Did you know that Omaha, Nebraska has a Fashion Week? Me neither. Unfortunately, “The Midwest’s Premier Fashion Event,” as the event has called itself, is now receiving national attention because of a garment that some say features an antisemitic hate symbol.
At some point during the OFW Spring 2025 presentations that were held between February 27 and March 1, designer Kelli Molczyk showed a jacket from her collection which appeared to have a swastika design on the back. Since the event, Molczyk took to Instagram to clarify that the symbol was “an antique pinwheel quilt remnant” from a quilt she bought at “a well-known store” in Central Nebraska. “At no point did I believe the pinwheel pattern represented or depicted a swastika, nor was it ever my intent to design the outfit with a swastika,” Molcyzk wrote in the caption of an Instagram post she made today. “I have never been a part of a hate organization, and I condemn, in the strongest terms, the swastika and any form of hate speech or conduct. To associate me with any such acts of hate or hate groups is reprehensible and defamatory.”
For reference, here’s the garment in question:
… So, yeah.
Molcyzk’s statement comes as she has received backlash online and from Omaha Fashion Week itself.
“During shows a hateful image did make it onto the runway,” an unnamed OFW producer wrote in a letter posted to the event’s Facebook page yesterday morning. “This was not something that was seen beforehand. It was not at our Rack Check which happens a few weeks before shows, and was not put on the model until shortly before she walked the runway so our team did not have the chance to pull the garment until after it had walked the runway once.”

Collected data:
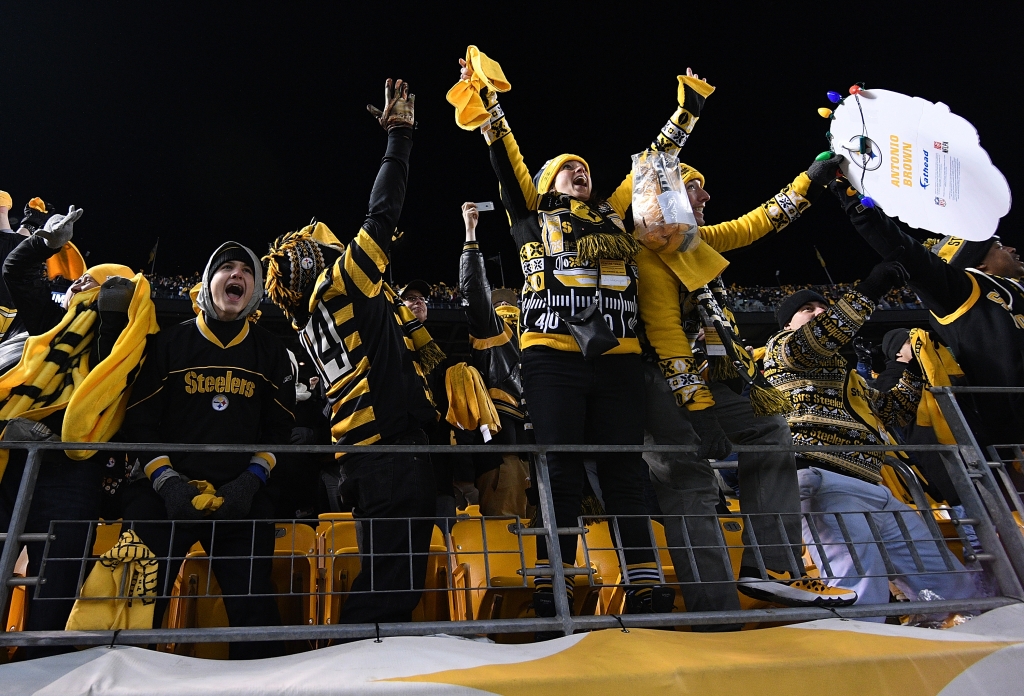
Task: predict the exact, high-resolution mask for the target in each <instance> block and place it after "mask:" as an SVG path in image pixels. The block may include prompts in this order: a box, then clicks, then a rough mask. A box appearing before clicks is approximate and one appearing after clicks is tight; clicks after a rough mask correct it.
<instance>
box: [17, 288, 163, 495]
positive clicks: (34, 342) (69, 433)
mask: <svg viewBox="0 0 1024 696" xmlns="http://www.w3.org/2000/svg"><path fill="white" fill-rule="evenodd" d="M127 270H128V269H125V271H127ZM91 271H92V269H90V274H91ZM95 279H97V280H99V278H95ZM130 279H131V280H132V281H133V282H134V284H135V293H134V295H133V296H132V300H131V304H130V306H129V308H128V325H127V327H126V328H125V330H124V331H123V332H122V333H121V336H120V337H118V340H117V342H116V343H115V344H114V348H113V350H112V351H111V354H110V355H108V356H106V358H104V359H103V360H102V361H100V362H99V363H98V364H93V362H92V355H91V353H92V347H93V338H94V336H95V331H96V325H97V319H98V316H99V312H98V310H97V309H96V301H97V299H98V297H99V291H100V289H99V288H93V289H91V290H87V291H84V292H81V293H78V294H76V295H75V296H74V297H73V298H72V300H71V304H70V306H69V308H68V312H67V313H66V314H65V316H63V318H62V319H61V320H60V322H59V323H57V325H55V327H54V328H53V329H51V330H50V331H48V332H47V333H45V334H41V335H39V336H33V337H31V338H29V340H28V341H26V345H25V350H24V352H23V353H22V359H20V361H19V362H18V363H17V365H15V366H14V367H13V368H11V369H10V372H8V373H7V374H6V375H4V376H3V377H2V378H0V421H2V422H6V421H10V420H11V419H14V418H23V419H26V420H29V421H35V422H39V421H41V420H43V419H44V418H46V417H47V416H50V415H51V414H54V412H56V411H58V410H60V409H62V408H63V409H67V410H66V412H65V418H63V426H62V429H61V433H60V439H61V440H62V441H65V442H106V441H108V440H110V439H111V438H112V437H113V436H114V434H115V433H117V431H118V429H119V428H121V423H122V422H123V421H124V415H125V407H126V406H127V404H128V396H129V387H130V386H131V384H132V383H133V382H134V379H135V376H136V375H137V374H138V368H139V366H140V365H141V363H142V360H143V357H144V355H145V344H146V338H147V337H148V336H150V335H151V334H156V333H157V332H158V331H160V328H159V325H158V324H157V312H156V309H155V308H154V305H153V300H152V299H150V282H148V281H147V280H146V279H145V277H144V276H143V275H142V274H141V273H138V274H137V275H135V276H134V277H133V278H130ZM66 453H67V454H68V456H70V458H71V459H73V460H87V459H89V458H90V456H92V455H93V454H95V453H96V452H95V450H73V449H69V450H66ZM7 456H8V450H6V449H0V478H2V477H3V472H4V470H5V469H6V467H7Z"/></svg>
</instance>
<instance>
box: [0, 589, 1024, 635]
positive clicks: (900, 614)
mask: <svg viewBox="0 0 1024 696" xmlns="http://www.w3.org/2000/svg"><path fill="white" fill-rule="evenodd" d="M1011 604H1018V601H1017V600H1014V599H1011V598H1008V597H987V598H983V599H975V600H963V601H956V600H940V601H935V602H894V603H891V604H877V605H854V606H851V607H842V608H836V609H819V608H816V607H807V608H784V607H780V608H777V609H748V610H744V611H701V612H680V613H672V614H623V615H622V616H620V617H616V616H573V617H572V618H571V620H572V624H573V627H574V628H575V629H577V630H591V629H596V628H618V627H621V625H626V626H627V627H630V628H646V627H649V628H653V627H656V626H666V625H708V624H714V623H754V622H762V621H773V622H774V621H793V622H796V621H811V620H815V619H822V618H837V617H839V618H867V617H871V616H899V615H902V614H940V613H948V612H953V611H962V612H964V611H972V612H977V611H985V610H988V609H995V608H997V607H1005V606H1008V605H1011ZM620 620H622V624H621V623H620ZM561 627H562V622H561V619H558V618H516V619H494V620H482V621H420V622H411V623H380V624H374V623H350V624H333V625H290V626H240V627H222V628H148V629H137V630H118V632H115V630H23V632H10V633H0V646H11V645H40V646H59V645H66V646H67V645H83V646H84V645H148V644H153V643H236V642H245V641H330V640H349V639H362V638H375V637H376V636H377V635H378V630H379V632H380V633H379V635H380V637H381V638H394V637H397V636H434V635H437V634H447V635H451V636H477V635H483V634H523V633H534V632H536V630H558V629H560V628H561Z"/></svg>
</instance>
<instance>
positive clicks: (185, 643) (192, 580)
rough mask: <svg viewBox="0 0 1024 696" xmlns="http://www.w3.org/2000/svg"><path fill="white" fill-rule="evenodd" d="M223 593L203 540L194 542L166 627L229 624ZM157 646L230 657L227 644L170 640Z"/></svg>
mask: <svg viewBox="0 0 1024 696" xmlns="http://www.w3.org/2000/svg"><path fill="white" fill-rule="evenodd" d="M220 594H221V591H220V584H219V583H218V582H217V578H216V576H214V574H213V572H212V570H211V568H210V559H209V558H207V556H206V552H205V551H204V550H203V547H202V546H201V545H200V543H198V542H197V543H195V545H193V548H191V549H190V550H189V551H188V555H187V556H186V557H185V560H184V561H182V562H181V567H180V569H179V570H178V575H177V577H176V578H175V580H174V588H173V589H172V590H171V601H170V604H169V606H168V607H167V613H166V614H165V615H164V626H165V627H167V628H195V627H202V628H207V627H223V626H226V625H228V623H227V611H226V610H225V609H224V600H223V599H222V598H220V597H217V595H220ZM157 649H158V650H160V651H161V652H170V653H174V654H175V655H186V656H188V657H203V658H207V659H218V660H226V659H227V653H228V646H227V644H226V643H177V644H174V643H169V644H165V645H161V646H158V648H157Z"/></svg>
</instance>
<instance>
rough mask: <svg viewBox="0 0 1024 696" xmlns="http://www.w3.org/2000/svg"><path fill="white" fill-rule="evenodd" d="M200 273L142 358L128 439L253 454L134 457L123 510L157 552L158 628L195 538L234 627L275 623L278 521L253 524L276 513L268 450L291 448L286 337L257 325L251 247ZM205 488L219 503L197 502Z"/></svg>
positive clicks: (271, 459)
mask: <svg viewBox="0 0 1024 696" xmlns="http://www.w3.org/2000/svg"><path fill="white" fill-rule="evenodd" d="M202 277H203V279H202V285H201V287H200V288H199V291H198V294H197V296H196V305H195V309H196V317H195V318H193V319H189V320H187V321H184V322H182V323H179V324H178V325H176V327H172V328H170V329H167V330H165V331H164V332H162V333H161V334H160V336H159V337H158V339H157V341H156V345H155V346H154V347H153V349H152V351H151V356H150V359H147V360H146V361H145V364H144V365H143V366H142V371H141V374H140V375H139V378H138V383H137V384H136V385H135V389H134V391H133V392H132V398H131V401H130V402H129V404H128V410H127V414H126V416H125V423H124V427H123V428H122V441H127V442H171V443H177V442H185V443H196V444H245V445H250V444H251V445H253V451H252V452H174V453H170V454H159V453H155V452H139V453H138V454H137V455H136V454H129V463H130V464H131V467H130V473H129V479H130V482H129V484H128V485H127V486H126V487H125V490H124V493H123V517H124V519H125V520H134V521H135V522H134V529H135V532H136V533H137V534H138V536H139V538H141V539H142V541H143V542H144V543H145V545H146V546H147V547H148V548H150V549H152V550H153V552H154V554H156V556H157V557H159V559H160V562H159V564H158V568H157V573H158V577H157V580H158V584H157V592H158V594H159V596H160V598H159V599H158V600H157V607H156V611H155V612H154V627H159V626H160V625H161V621H162V619H163V614H164V611H165V610H166V608H167V606H168V602H169V596H170V594H171V584H172V583H173V581H174V575H175V573H176V571H177V568H178V565H179V564H180V563H181V559H183V558H184V557H185V555H186V554H187V553H188V550H189V549H190V548H191V546H193V545H194V543H196V542H197V541H199V542H201V543H202V545H203V548H204V549H206V550H207V553H208V554H209V555H210V556H211V557H212V560H211V564H212V568H213V572H214V574H216V576H217V580H218V582H219V583H220V588H221V590H222V591H223V593H224V609H225V610H226V611H227V618H228V621H229V622H230V625H232V626H258V625H275V624H278V623H280V621H281V619H280V616H279V614H278V605H276V603H275V602H274V600H273V598H272V597H270V596H269V595H272V594H273V586H272V584H271V583H270V557H272V556H273V543H274V541H273V539H274V525H273V523H272V522H269V521H266V522H259V521H257V522H250V521H249V520H270V519H272V518H273V517H274V515H273V502H272V499H271V497H270V495H268V493H267V490H266V483H267V480H268V478H269V476H270V472H271V470H272V469H273V467H274V465H275V464H276V462H278V459H276V456H275V455H274V454H273V452H272V451H269V450H271V449H272V448H273V445H280V444H286V445H287V444H288V443H289V440H290V437H291V434H292V426H293V425H294V421H295V419H294V416H293V412H294V409H295V383H294V377H293V375H292V366H291V361H290V359H289V357H288V352H287V351H286V349H285V345H284V344H283V343H282V342H281V340H280V339H278V338H276V337H275V336H273V335H272V334H271V333H270V332H268V331H267V330H265V329H263V328H262V327H260V325H258V324H257V323H255V322H254V321H253V318H254V315H255V314H256V312H257V309H258V307H259V304H260V300H261V299H262V297H263V277H262V267H261V266H260V263H259V258H258V257H257V256H256V254H255V253H253V252H252V250H250V249H248V248H246V247H244V246H242V245H240V244H238V243H237V242H227V243H225V244H223V245H221V246H220V247H219V248H217V250H216V251H215V252H214V253H213V254H211V255H210V260H209V262H208V263H207V265H206V268H205V269H204V271H203V276H202ZM211 488H212V489H211ZM201 492H208V493H211V494H212V495H213V496H214V498H213V499H215V501H217V502H218V503H219V505H218V506H216V507H207V506H201V507H202V509H200V508H199V507H197V504H196V501H198V499H201V498H199V497H198V496H199V495H200V493H201ZM211 520H217V524H216V525H213V524H211V523H210V521H211ZM233 520H245V521H244V522H238V523H232V521H233ZM151 521H152V522H151ZM168 521H176V522H178V524H176V525H174V526H173V527H172V525H171V524H170V523H169V522H168ZM168 557H169V560H168ZM229 557H237V558H229ZM238 557H241V558H238ZM250 557H253V559H252V560H250ZM249 595H252V596H251V597H250V596H249ZM259 595H263V596H262V597H259ZM282 650H283V647H282V645H281V644H280V643H270V642H267V643H231V644H230V656H231V658H233V659H242V658H253V657H270V656H273V655H278V654H281V652H282Z"/></svg>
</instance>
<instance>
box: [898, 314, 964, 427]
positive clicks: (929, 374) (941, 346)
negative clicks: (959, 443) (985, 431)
mask: <svg viewBox="0 0 1024 696" xmlns="http://www.w3.org/2000/svg"><path fill="white" fill-rule="evenodd" d="M910 348H911V349H912V350H913V354H914V355H915V356H916V357H918V362H920V363H921V368H922V369H923V371H924V373H925V377H926V379H927V380H928V384H929V385H931V386H933V387H949V386H951V385H952V381H951V380H950V379H949V378H951V377H964V369H963V368H961V366H959V363H957V362H956V358H954V357H953V355H952V353H950V352H949V349H948V348H946V347H945V346H936V345H935V342H934V341H932V338H931V336H929V334H928V332H927V331H925V330H924V329H911V330H910ZM918 425H919V426H929V427H931V428H932V430H934V431H935V438H936V439H937V440H938V441H939V444H956V440H955V439H954V438H953V434H952V432H951V431H950V430H949V426H948V424H946V419H945V417H944V416H943V415H942V409H941V408H939V403H938V401H936V400H935V394H933V393H932V392H930V391H928V389H925V391H924V393H923V394H922V395H921V405H919V406H918Z"/></svg>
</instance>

● Problems to solve
1. Answer these questions from the Omaha Fashion Week article, one line each:
(a) Between which dates were the Spring 2025 presentations held?
(b) What did the designer say the symbol on the jacket was?
(c) Where was the producer's letter posted?
2. Decide whether each statement agrees with the Omaha Fashion Week article. Answer yes or no, and quote the words that settle it.
(a) The jacket was seen at the Rack Check before the shows.
(b) The producer who wrote the letter is named.
(c) The event has called itself the Midwest's premier fashion event.
3. Carry on the article about the Omaha Fashion Week jacket, starting after its last sentence.

● Results
1.
(a) Between February 27 and March 1.
(b) An antique pinwheel quilt remnant.
(c) On the event's Facebook page.

2.
(a) No: "It was not at our Rack Check which happens a few weeks before shows"
(b) No: "an unnamed OFW producer"
(c) Yes: "The Midwest’s Premier Fashion Event"

3.
“Omaha Fashion Week stands against hate,” they said, adding that Molcyzk is banned from future events and that the incident is prompting them to change their screening and backstage protocols. In an interview with local TV news channel KMTV, OFW owner Brook Hudson shared that at the time, the event organizers issued an apology to their staff and attendees. It’s unclear how much more attention the incident will get, but as New York Magazine just reported on the incident, my guess is there is still more to come in the Omaha Fashion Week swastika scandal.
Unfortunately, this is not the first time an antisemitic controversy has touched the fashion world, nor will it likely be the last. In 2010, fashion designer John Galliano drunkenly accosted a group of Jewish women in Paris saying, “I love Hitler.” In the 2010s, Zara and Urban Outfitters released t-shirt designs which resembled the concentration camp uniforms worn by Jewish and gay prisoners. And before that, in 2007, Zara came out with a line of purses with swastikas on them. In 2020, fast fashion retailer Shein came under fire for selling a “swastika pendant necklace.” Even today, brands like Chanel and Hugo Boss are haunted by their past connections to Nazis, and Von Dutch is remembered for its connection to self-proclaimed racist and Nazi Kenneth Robert Howard.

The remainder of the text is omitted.